*Task instructions*.
Answer these questions from the passage on Norway's doping legislation below.
(a) What does the new section 24a of the Medicinal Products Act prohibit?
(b) What is the maximum prison term for a doping felony under the Penal Code?
(c) With which convention does the amendment bring Norway into closer compliance?

*Excerpted passage*.
###

According to a new section 24a of the Act, it is prohibited to unlawfully acquire, possess, or use a drug considered to be a doping agent under the Penal Code. The prohibition also applies to products containing such substances. (Lov om legemidler m.v. (legemiddelloven) [Act on Medicinal Products, etc. (Medicinal Products Act), Act No. 132 (Dec. 4, 1992, as last amended June 14, 2013, in force as of July 1, 2013), [note: an additional amendment, dated June 21, 2013, to insert a new § 30a, has not yet entered into force].)

The Penal Code stipulates that anyone who unlawfully manufactures, imports, exports, stores, sends, or conveys any substance deemed to be a means of doping, pursuant to provisions made by the King, is guilty of a doping felony and liable to fines or a prison term of up to two years (The General Civil Penal Code, Act No. 10 (May 22, 1902, as amended), §162 b, ¶ 1.) A list of permitted/prohibited drugs is found in the Regulations on Drugs (Forskrift om narkotika (narkotikaforskriften), Regulations No. 199 (Feb. 14, 2013, in force Feb. 14, 2013), LOVDATA.)

The amendment of the Act brings Norway into closer compliance with the Council of Europe (COE) Anti-Doping Convention, which states in its article 4(1):

The Parties shall adopt where appropriate legislation, regulations or administrative measures to restrict the availability (including provisions to control movement, possession, importation, distribution and sale) as well as the use in sport of banned doping agents and doping methods and in particular anabolic steroids. (Anti-Doping Convention, ETS No. 135 (Nov. 16, 1989), COE website.)

###

*Supplied entries*.

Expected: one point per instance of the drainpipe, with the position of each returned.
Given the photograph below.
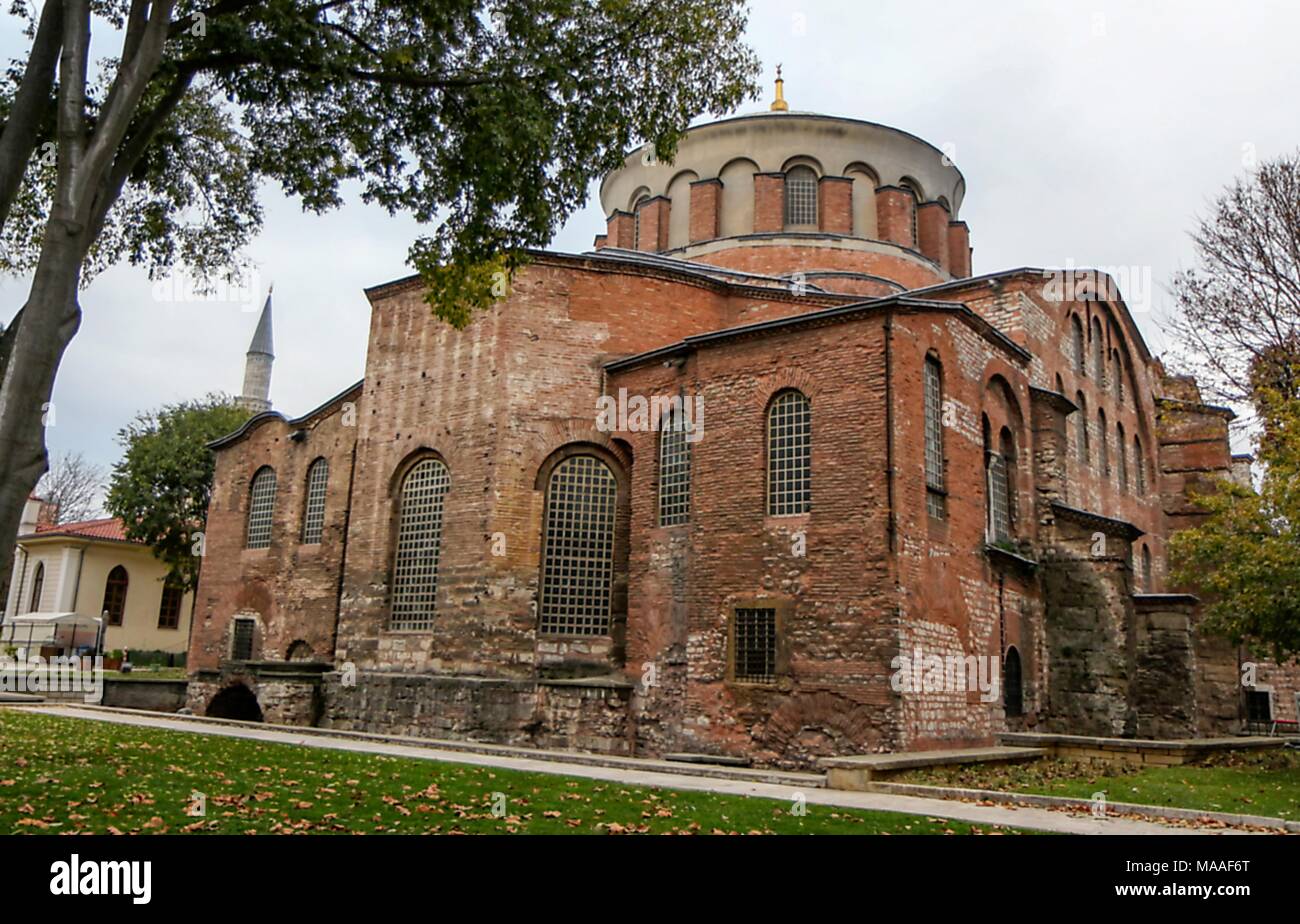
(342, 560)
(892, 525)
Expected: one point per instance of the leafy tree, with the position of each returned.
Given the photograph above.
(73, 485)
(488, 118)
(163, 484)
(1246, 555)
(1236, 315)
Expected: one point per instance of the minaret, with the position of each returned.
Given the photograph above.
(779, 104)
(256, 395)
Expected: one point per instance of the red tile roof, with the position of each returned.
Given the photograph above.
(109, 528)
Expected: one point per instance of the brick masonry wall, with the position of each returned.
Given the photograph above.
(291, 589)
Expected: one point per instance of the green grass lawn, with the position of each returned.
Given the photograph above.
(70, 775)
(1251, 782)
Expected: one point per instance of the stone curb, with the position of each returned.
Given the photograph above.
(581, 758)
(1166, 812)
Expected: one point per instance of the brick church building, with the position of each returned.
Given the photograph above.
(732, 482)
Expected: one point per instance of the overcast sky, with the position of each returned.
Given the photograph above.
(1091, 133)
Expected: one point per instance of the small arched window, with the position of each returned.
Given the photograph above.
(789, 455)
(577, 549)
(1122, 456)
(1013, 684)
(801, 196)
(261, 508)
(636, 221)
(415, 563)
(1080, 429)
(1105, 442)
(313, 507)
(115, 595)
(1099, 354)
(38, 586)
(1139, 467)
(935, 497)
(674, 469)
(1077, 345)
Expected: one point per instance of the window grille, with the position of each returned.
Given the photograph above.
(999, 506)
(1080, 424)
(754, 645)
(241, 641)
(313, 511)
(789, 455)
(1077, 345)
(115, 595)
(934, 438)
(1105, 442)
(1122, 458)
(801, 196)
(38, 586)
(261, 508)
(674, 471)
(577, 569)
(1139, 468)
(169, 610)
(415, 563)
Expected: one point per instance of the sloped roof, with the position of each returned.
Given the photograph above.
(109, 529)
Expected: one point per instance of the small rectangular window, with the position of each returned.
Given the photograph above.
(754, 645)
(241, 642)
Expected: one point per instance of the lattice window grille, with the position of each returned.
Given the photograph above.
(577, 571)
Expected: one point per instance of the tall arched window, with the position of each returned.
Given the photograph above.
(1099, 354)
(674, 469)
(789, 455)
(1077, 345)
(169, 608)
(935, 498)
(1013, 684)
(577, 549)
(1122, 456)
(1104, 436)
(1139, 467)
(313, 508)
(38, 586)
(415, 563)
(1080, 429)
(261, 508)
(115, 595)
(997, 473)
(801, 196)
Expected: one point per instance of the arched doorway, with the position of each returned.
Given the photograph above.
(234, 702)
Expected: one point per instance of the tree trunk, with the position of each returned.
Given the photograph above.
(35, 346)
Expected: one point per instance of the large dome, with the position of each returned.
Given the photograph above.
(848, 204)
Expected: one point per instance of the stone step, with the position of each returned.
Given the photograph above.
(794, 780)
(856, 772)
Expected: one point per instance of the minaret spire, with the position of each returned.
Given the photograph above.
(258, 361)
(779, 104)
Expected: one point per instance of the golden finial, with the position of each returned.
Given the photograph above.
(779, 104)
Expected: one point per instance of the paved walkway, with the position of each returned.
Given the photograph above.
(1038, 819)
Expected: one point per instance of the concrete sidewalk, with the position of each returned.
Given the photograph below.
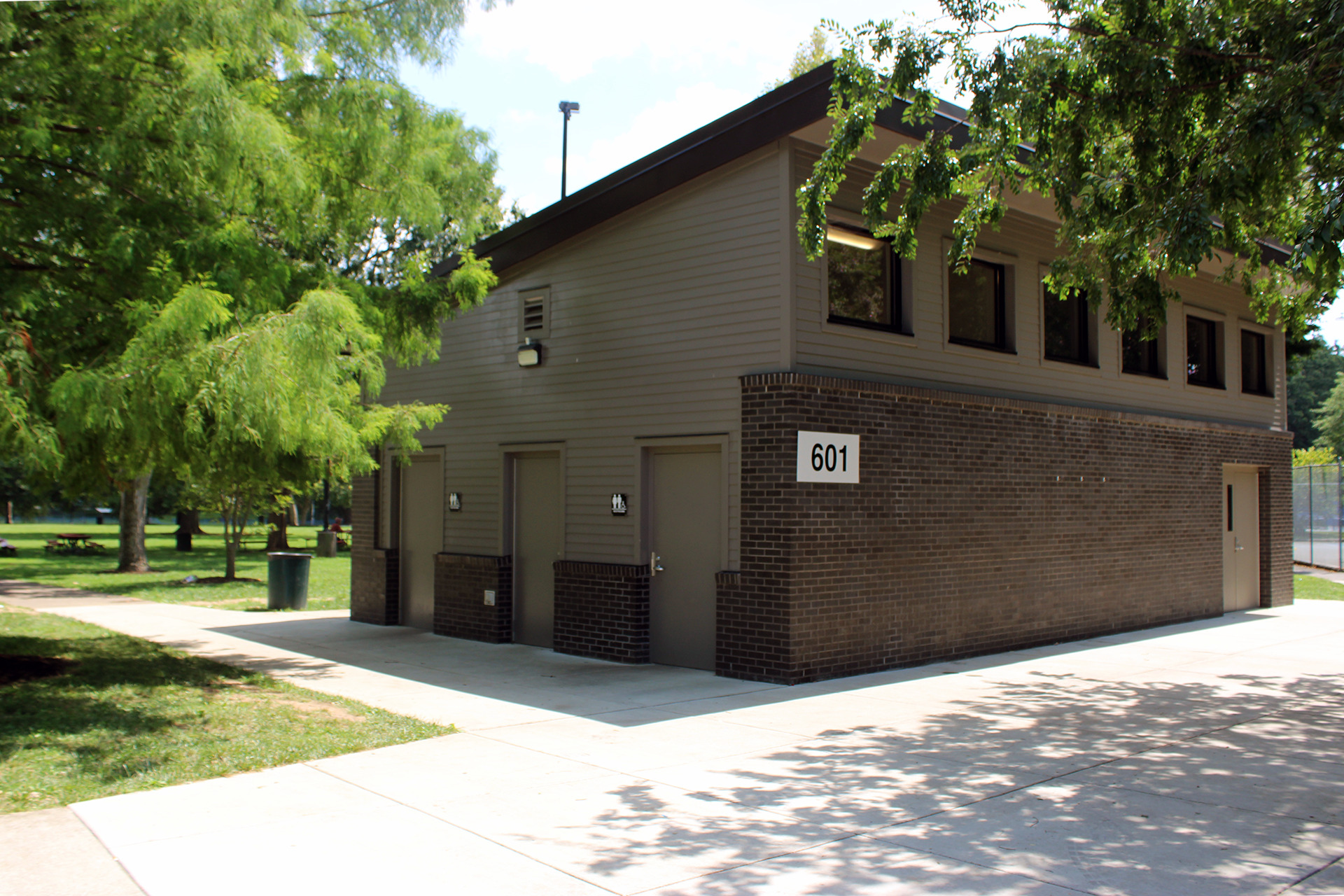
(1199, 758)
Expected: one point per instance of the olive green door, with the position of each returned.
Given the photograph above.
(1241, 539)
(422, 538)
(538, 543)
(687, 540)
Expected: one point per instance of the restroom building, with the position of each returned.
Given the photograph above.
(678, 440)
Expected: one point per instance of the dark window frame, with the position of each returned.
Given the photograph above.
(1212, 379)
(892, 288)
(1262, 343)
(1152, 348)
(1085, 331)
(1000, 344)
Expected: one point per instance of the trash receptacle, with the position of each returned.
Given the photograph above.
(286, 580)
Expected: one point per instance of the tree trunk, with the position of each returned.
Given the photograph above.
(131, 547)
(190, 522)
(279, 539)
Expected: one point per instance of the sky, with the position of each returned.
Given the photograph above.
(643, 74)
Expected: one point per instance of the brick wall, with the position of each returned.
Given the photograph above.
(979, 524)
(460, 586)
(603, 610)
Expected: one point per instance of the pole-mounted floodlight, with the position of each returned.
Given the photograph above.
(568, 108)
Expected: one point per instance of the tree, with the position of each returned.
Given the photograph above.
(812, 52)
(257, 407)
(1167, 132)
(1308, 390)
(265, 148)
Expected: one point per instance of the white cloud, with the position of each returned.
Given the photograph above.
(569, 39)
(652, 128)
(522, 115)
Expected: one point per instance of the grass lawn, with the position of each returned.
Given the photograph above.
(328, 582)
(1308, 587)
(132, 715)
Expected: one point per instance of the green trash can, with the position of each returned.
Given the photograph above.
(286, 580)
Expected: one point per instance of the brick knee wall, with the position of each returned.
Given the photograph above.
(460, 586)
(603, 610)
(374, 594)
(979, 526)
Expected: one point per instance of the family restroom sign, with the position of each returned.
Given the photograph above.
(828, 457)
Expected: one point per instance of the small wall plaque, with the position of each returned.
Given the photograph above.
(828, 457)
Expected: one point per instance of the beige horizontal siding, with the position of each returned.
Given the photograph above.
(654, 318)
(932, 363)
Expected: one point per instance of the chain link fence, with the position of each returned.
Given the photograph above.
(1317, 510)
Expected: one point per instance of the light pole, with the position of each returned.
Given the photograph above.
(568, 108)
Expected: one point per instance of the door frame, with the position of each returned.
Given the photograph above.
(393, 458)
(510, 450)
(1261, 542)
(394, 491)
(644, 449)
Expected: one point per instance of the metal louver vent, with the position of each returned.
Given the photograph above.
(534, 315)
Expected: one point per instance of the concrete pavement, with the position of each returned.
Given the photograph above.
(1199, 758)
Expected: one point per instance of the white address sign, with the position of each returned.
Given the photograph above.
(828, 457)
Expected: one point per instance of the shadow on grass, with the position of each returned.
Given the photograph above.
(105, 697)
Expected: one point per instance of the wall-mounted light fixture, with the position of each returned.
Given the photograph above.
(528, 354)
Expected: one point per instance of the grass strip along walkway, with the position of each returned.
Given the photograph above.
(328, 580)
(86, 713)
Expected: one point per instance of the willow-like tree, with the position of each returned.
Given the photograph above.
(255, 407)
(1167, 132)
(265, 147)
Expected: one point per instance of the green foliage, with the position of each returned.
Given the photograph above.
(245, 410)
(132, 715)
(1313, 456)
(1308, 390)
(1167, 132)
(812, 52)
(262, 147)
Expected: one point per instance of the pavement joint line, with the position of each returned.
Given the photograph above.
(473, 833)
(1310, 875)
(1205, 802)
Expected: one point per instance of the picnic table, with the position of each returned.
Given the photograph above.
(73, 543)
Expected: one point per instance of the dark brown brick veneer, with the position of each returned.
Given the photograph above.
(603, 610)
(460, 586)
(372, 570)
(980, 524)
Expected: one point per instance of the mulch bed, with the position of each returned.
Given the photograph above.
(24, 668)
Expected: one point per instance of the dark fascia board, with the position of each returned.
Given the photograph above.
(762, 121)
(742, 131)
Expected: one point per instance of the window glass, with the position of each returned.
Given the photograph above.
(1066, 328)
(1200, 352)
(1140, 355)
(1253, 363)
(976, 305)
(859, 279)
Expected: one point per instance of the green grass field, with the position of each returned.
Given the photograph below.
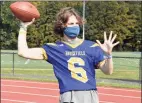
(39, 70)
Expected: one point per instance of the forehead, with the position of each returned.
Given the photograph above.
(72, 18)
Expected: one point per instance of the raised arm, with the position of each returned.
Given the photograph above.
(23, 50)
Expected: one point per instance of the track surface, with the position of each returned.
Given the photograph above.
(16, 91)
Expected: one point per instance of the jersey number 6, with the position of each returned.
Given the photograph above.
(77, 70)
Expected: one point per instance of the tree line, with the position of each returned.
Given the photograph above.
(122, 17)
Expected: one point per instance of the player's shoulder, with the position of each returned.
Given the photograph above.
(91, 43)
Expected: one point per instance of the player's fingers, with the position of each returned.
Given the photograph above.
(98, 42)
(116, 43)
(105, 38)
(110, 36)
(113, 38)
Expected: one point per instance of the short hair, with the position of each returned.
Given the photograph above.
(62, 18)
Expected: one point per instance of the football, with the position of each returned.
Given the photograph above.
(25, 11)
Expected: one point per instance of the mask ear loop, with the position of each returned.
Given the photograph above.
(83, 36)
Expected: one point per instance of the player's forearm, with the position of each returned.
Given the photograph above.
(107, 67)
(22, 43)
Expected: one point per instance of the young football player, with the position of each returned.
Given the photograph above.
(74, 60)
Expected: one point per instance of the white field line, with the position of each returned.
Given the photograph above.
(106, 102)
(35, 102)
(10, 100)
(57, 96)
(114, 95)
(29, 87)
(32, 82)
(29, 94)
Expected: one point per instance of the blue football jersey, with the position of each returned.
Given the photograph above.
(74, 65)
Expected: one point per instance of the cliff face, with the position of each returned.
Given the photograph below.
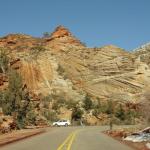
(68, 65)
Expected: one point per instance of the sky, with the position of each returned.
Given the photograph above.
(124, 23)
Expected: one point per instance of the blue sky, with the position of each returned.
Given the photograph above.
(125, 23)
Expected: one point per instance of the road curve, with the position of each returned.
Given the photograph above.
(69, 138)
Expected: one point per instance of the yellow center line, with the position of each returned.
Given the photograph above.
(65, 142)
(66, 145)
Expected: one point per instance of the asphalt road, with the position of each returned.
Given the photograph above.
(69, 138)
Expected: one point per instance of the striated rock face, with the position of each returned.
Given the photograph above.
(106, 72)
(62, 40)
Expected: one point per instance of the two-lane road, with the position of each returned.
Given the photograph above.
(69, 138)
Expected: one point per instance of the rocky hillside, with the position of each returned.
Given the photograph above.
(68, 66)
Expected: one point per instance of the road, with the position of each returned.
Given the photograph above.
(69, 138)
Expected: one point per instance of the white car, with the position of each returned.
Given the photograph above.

###

*Problem solution*.
(a) It prohibits unlawfully acquiring, possessing, or using a drug considered to be a doping agent under the Penal Code, and the prohibition also applies to products containing such substances.
(b) Up to two years.
(c) The Council of Europe (COE) Anti-Doping Convention.